## Instructions to follow:
State how many lines of the following entries contain the string "below", with case taken into account. Reply with the number alone.
###
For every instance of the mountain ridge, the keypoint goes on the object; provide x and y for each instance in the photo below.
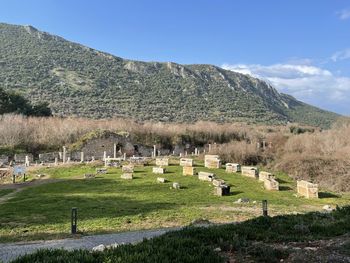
(81, 81)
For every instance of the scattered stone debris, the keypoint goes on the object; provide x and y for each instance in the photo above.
(89, 176)
(127, 176)
(176, 185)
(242, 200)
(161, 180)
(158, 170)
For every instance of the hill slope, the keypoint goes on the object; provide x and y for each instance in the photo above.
(77, 80)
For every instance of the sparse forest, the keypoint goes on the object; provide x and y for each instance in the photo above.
(304, 152)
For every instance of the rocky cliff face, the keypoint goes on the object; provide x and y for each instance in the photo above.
(80, 81)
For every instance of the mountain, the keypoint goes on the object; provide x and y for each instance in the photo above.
(80, 81)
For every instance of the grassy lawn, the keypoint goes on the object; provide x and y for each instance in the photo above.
(5, 192)
(109, 203)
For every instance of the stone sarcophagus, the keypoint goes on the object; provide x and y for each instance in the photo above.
(127, 176)
(218, 182)
(89, 176)
(204, 176)
(162, 161)
(188, 170)
(161, 180)
(128, 168)
(21, 157)
(212, 161)
(250, 171)
(271, 184)
(233, 167)
(307, 189)
(222, 190)
(158, 170)
(186, 162)
(265, 176)
(101, 170)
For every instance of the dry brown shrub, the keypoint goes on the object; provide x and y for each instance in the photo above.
(322, 157)
(239, 152)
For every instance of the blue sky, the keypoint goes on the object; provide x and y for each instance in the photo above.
(301, 47)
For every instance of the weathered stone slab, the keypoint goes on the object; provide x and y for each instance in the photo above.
(158, 170)
(233, 167)
(186, 162)
(89, 176)
(307, 189)
(271, 184)
(212, 161)
(162, 161)
(265, 176)
(21, 157)
(4, 159)
(218, 182)
(113, 162)
(204, 176)
(250, 171)
(127, 176)
(48, 157)
(176, 185)
(101, 170)
(139, 161)
(222, 190)
(161, 180)
(188, 170)
(128, 168)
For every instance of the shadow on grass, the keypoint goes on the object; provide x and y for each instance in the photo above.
(285, 188)
(281, 181)
(95, 199)
(236, 192)
(327, 195)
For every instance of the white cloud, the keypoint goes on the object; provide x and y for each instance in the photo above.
(308, 83)
(341, 55)
(344, 14)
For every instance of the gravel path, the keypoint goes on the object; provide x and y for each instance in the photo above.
(10, 251)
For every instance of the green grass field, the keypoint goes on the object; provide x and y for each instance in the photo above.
(111, 204)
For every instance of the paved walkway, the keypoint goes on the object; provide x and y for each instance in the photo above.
(10, 251)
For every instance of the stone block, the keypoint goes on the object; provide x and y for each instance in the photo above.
(204, 176)
(128, 168)
(101, 170)
(21, 157)
(222, 190)
(188, 170)
(127, 176)
(161, 180)
(218, 182)
(186, 162)
(271, 184)
(250, 171)
(233, 167)
(158, 170)
(265, 176)
(162, 161)
(176, 185)
(307, 189)
(89, 176)
(212, 161)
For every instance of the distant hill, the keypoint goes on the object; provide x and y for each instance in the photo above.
(80, 81)
(15, 103)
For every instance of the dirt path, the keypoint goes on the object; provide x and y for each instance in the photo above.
(11, 251)
(18, 187)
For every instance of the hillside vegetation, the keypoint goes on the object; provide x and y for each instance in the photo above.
(313, 237)
(321, 156)
(15, 103)
(79, 81)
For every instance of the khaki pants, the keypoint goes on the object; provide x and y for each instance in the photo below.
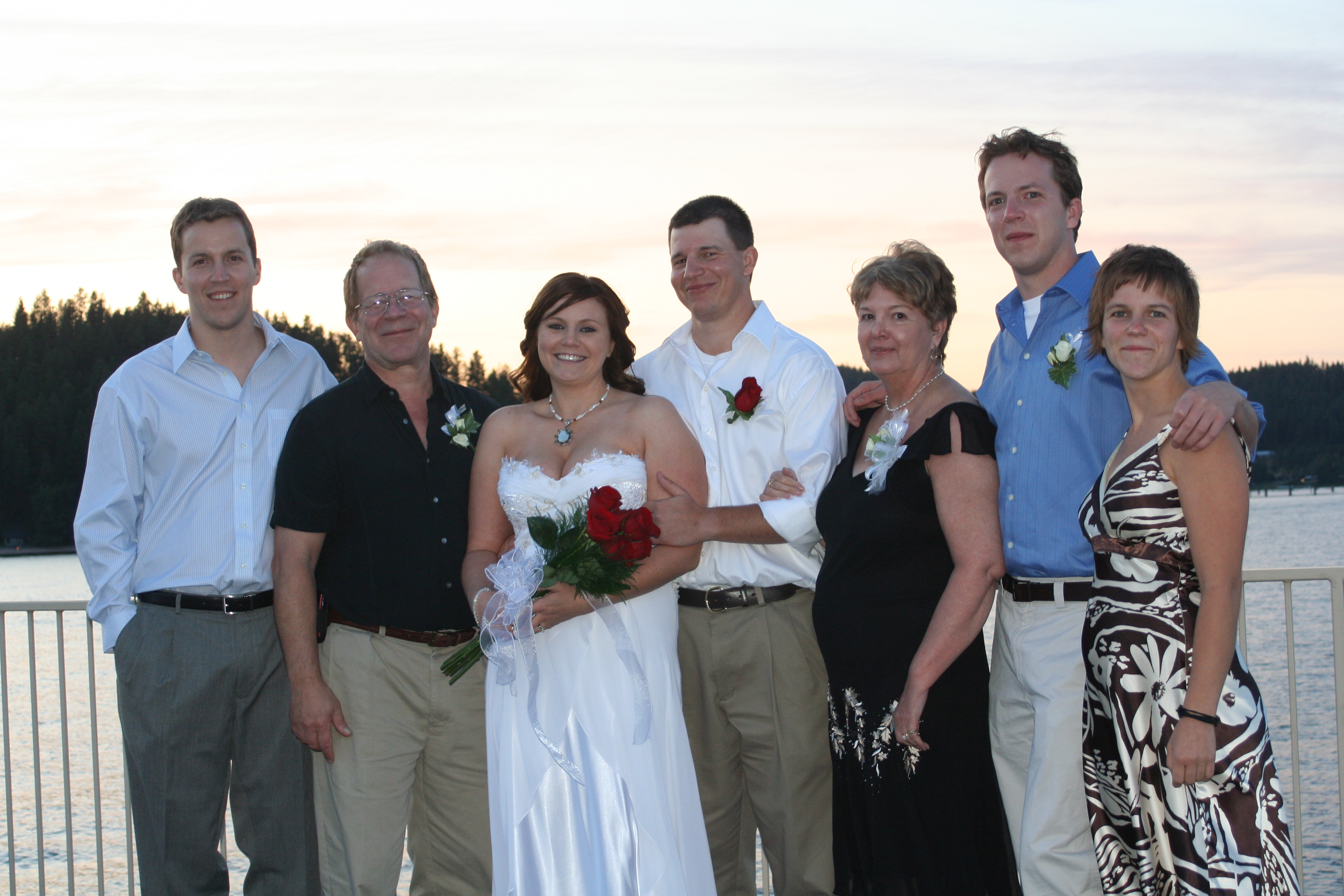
###
## Completed task:
2